The Public Trust Doctrine as an Interpretive Canon
William D. Araiza
Brooklyn Law School
May 22, 2012
45 U.C. Davis L. Rev. 693 (2012)
Brooklyn Law School, Legal Studies Paper No. 280
In this article Professor Araiza considers the argument for understanding an expanded version of the public trust doctrine as an interpretive canon. He argues that a canon-based understanding fits both the doctrine’s foundational importance in American law and its uncertain doctrinal grounding. These characteristics have led scholars to advocate a canon approach for other foundational, but ambiguously-based, legal rules; Professor Araiza suggests that an analogous analysis might support a similar approach to the public trust concept.

STATED EXERCISE
Reproduce word for word the part of the public trust doctrine abstract from "Brooklyn Law School, Legal" up to and including "public trust concept.".

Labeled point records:
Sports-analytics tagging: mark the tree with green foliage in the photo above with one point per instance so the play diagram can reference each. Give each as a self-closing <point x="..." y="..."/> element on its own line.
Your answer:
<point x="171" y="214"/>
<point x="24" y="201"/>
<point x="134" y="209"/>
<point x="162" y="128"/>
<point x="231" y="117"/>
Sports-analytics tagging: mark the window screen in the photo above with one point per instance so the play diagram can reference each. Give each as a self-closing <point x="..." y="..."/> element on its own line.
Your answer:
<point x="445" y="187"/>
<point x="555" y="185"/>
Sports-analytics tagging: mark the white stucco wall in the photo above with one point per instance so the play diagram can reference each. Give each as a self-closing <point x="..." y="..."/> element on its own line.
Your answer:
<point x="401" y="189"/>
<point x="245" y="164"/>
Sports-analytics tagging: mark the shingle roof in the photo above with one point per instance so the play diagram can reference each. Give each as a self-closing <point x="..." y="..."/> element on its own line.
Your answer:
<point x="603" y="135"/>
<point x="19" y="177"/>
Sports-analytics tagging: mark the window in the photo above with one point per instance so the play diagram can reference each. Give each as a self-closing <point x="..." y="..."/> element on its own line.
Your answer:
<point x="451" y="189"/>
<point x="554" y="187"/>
* * *
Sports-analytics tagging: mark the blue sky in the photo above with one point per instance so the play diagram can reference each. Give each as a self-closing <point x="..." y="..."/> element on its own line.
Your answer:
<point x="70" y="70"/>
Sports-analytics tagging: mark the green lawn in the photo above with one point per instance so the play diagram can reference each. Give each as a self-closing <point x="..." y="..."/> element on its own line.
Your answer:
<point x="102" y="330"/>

EXPECTED OUTPUT
Brooklyn Law School, Legal Studies Paper No. 280
In this article Professor Araiza considers the argument for understanding an expanded version of the public trust doctrine as an interpretive canon. He argues that a canon-based understanding fits both the doctrine’s foundational importance in American law and its uncertain doctrinal grounding. These characteristics have led scholars to advocate a canon approach for other foundational, but ambiguously-based, legal rules; Professor Araiza suggests that an analogous analysis might support a similar approach to the public trust concept.